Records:
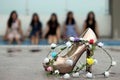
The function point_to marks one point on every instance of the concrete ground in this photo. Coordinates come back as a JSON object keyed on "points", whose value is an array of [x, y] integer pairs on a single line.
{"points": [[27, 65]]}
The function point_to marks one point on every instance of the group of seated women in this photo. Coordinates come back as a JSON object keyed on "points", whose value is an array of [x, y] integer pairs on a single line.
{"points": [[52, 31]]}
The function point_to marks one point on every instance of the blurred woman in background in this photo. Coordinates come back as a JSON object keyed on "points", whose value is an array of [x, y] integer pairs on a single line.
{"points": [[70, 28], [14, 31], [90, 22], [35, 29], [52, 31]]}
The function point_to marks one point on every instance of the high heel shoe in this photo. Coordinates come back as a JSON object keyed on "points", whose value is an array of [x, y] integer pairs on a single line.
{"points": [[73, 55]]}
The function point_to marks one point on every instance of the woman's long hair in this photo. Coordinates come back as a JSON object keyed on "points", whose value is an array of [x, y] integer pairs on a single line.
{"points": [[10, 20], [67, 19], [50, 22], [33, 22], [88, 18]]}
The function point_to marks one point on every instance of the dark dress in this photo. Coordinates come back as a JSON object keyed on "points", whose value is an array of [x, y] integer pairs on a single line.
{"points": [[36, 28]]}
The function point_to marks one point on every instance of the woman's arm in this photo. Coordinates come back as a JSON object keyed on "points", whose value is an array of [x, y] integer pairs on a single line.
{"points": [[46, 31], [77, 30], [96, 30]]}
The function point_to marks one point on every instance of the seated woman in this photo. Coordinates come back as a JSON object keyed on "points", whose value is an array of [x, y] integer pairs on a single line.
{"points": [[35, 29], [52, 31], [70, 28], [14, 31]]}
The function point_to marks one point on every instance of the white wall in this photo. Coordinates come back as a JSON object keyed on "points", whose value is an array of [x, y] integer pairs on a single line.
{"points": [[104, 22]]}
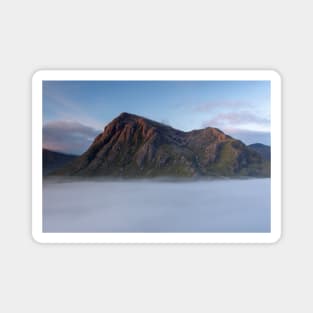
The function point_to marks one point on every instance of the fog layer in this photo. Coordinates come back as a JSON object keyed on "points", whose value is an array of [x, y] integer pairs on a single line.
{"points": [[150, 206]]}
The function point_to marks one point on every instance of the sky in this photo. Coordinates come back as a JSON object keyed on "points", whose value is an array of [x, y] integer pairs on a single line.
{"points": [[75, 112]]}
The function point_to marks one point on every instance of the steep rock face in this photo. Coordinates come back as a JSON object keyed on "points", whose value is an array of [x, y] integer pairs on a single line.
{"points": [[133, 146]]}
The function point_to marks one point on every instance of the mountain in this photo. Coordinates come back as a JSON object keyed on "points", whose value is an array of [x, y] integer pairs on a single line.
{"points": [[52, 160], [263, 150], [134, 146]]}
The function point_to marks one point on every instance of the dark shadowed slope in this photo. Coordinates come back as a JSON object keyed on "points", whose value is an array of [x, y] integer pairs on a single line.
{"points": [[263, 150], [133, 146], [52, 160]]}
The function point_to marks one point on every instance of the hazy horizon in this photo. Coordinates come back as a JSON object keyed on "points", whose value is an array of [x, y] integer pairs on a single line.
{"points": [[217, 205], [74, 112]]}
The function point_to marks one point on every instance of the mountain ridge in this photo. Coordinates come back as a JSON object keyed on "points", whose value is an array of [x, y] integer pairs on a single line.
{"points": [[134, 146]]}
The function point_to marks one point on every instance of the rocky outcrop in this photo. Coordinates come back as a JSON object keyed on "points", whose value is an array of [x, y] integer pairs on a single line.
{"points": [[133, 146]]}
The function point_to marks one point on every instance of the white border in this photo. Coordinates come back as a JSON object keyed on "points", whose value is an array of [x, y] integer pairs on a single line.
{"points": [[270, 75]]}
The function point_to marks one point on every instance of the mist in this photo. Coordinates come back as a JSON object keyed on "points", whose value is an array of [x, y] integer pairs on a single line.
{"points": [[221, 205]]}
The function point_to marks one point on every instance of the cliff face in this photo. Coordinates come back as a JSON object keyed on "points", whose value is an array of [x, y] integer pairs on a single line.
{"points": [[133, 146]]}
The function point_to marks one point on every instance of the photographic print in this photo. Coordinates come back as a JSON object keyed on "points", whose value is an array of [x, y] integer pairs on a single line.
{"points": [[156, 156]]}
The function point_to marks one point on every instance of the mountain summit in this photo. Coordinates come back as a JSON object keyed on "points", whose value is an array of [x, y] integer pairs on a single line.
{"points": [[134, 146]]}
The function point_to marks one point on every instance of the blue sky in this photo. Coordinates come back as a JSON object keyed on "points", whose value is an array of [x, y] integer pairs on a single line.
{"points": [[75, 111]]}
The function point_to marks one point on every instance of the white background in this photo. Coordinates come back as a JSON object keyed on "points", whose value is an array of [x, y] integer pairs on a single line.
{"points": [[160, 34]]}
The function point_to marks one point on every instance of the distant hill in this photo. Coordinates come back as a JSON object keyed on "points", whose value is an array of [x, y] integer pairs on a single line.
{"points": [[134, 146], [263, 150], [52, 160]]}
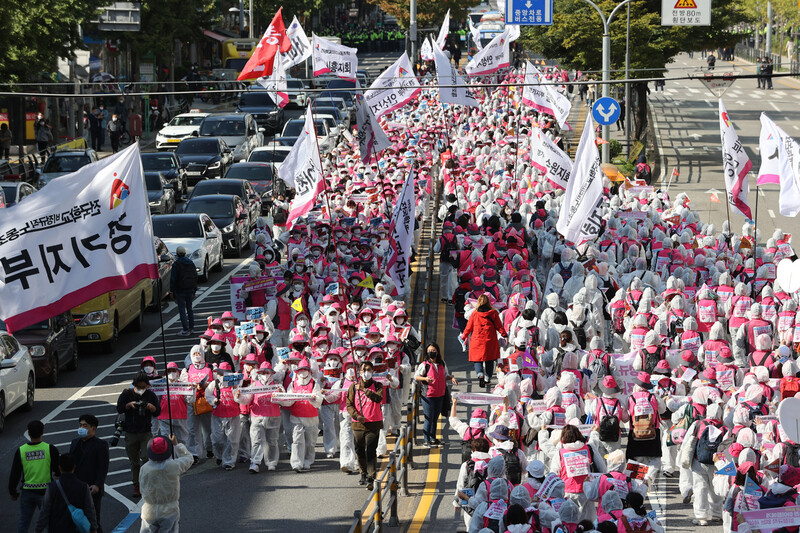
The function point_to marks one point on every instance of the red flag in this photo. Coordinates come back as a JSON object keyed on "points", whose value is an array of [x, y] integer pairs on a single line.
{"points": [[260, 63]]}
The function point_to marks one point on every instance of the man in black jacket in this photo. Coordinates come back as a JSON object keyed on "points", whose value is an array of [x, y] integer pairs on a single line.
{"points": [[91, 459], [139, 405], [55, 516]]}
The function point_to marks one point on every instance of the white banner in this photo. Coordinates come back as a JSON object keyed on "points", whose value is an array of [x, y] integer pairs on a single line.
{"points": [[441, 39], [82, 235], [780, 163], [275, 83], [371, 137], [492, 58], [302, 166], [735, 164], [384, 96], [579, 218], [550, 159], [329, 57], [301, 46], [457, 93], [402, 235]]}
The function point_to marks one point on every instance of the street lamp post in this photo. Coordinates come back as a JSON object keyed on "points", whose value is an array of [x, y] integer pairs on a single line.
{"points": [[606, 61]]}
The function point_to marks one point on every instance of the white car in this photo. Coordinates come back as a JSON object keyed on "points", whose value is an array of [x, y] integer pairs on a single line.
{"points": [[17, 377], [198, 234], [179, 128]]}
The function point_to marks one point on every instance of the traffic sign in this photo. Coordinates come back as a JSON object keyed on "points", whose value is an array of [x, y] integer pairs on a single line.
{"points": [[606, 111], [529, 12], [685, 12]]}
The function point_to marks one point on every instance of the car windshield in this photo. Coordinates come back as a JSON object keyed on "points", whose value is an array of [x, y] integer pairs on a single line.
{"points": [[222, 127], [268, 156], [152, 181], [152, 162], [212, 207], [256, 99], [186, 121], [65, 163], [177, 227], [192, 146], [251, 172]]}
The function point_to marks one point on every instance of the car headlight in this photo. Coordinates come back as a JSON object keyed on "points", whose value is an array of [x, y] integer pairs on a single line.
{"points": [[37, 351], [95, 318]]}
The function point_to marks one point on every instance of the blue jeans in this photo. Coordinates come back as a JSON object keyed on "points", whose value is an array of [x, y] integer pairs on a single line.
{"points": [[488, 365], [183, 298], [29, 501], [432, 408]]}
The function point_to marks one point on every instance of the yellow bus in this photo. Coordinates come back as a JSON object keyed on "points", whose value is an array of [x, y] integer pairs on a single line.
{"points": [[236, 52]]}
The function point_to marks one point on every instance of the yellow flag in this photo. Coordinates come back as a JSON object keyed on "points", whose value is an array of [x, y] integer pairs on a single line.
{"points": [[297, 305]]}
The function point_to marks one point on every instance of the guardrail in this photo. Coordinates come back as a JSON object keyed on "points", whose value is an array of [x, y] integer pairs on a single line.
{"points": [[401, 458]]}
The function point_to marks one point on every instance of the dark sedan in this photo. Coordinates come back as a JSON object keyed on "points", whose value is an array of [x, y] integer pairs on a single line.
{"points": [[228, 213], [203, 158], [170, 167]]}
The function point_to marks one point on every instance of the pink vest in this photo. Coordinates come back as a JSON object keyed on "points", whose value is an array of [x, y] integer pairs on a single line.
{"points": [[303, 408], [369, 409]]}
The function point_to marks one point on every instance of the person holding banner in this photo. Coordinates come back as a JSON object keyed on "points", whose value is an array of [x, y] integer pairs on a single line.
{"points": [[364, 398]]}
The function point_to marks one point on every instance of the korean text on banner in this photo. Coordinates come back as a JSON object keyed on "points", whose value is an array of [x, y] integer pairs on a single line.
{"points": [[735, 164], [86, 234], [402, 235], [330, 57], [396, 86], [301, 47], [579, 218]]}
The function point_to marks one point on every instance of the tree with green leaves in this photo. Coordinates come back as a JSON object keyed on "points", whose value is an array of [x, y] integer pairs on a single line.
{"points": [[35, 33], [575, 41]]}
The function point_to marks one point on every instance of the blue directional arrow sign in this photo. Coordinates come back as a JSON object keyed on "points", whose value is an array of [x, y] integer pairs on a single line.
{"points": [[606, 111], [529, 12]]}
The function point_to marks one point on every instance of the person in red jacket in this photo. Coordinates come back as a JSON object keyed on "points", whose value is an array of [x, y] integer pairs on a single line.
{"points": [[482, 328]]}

--

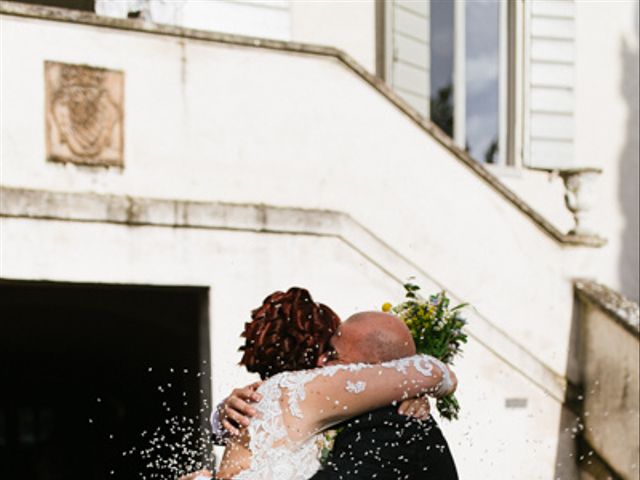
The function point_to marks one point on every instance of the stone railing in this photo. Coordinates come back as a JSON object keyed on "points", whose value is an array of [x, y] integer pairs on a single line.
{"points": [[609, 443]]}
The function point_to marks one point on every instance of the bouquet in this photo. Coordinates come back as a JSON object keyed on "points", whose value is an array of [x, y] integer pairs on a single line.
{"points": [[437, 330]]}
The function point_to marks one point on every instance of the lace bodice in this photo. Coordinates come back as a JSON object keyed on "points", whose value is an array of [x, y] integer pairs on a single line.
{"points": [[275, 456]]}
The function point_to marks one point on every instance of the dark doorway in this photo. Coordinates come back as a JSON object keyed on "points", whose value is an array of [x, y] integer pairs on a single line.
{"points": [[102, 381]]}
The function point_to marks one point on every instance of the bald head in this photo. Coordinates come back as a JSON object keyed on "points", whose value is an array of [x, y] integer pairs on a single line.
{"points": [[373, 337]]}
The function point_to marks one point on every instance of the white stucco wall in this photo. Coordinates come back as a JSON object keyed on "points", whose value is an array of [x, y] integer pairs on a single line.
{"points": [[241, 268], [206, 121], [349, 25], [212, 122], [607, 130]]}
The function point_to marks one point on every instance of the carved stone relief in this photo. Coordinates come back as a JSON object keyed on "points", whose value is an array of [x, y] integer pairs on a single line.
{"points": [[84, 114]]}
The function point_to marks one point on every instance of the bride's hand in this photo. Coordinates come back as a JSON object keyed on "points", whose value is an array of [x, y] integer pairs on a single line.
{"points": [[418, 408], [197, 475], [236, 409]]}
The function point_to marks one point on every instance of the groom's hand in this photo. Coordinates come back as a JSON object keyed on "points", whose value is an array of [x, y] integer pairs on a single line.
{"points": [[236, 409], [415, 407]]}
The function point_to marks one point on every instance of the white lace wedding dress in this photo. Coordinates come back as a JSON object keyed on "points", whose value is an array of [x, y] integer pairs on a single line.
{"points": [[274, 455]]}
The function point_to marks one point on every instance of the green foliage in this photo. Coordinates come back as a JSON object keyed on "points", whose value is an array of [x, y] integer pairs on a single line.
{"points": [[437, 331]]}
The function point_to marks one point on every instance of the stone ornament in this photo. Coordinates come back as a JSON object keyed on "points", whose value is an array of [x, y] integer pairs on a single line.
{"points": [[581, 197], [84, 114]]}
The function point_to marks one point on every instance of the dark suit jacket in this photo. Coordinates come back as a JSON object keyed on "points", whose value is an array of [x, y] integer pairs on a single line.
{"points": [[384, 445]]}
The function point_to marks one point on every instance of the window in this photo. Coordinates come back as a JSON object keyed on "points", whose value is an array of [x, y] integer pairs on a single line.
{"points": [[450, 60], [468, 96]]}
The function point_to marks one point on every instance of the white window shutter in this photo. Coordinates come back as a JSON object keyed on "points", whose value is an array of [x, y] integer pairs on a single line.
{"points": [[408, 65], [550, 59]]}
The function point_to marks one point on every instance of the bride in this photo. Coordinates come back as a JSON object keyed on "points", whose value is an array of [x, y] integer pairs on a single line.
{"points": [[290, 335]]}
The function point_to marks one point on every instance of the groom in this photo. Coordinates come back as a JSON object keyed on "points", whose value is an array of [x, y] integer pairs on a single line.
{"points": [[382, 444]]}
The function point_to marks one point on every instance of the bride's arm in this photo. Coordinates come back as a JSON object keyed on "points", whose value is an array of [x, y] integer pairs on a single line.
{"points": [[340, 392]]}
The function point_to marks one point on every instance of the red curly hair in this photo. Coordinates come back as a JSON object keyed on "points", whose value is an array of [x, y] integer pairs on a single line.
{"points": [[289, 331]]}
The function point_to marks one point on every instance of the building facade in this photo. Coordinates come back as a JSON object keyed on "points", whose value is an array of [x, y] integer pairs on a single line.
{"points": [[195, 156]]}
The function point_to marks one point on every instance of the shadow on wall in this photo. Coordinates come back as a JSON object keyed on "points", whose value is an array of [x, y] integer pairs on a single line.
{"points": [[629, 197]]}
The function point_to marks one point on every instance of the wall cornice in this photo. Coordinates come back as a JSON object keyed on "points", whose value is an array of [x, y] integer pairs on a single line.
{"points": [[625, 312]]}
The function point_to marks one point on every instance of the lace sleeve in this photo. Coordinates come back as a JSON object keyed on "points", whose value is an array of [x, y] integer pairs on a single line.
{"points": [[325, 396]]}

**YOUR GOAL**
Extract every line of the material above that contains the string "flag", treating uppercase and lowercase as different.

**TASK RESULT**
The function point_to marks one point on every instance of the red flag in this photo. Coordinates come back as a JSON object keyed on "points", whose value is an array of [x, y] integer pairs on a single line.
The function point_to marks one point on every instance of the yellow flag in this photo. Coordinates come back as a JSON object keyed on "points", whose value is an array of [x, y] integer pairs on a single line.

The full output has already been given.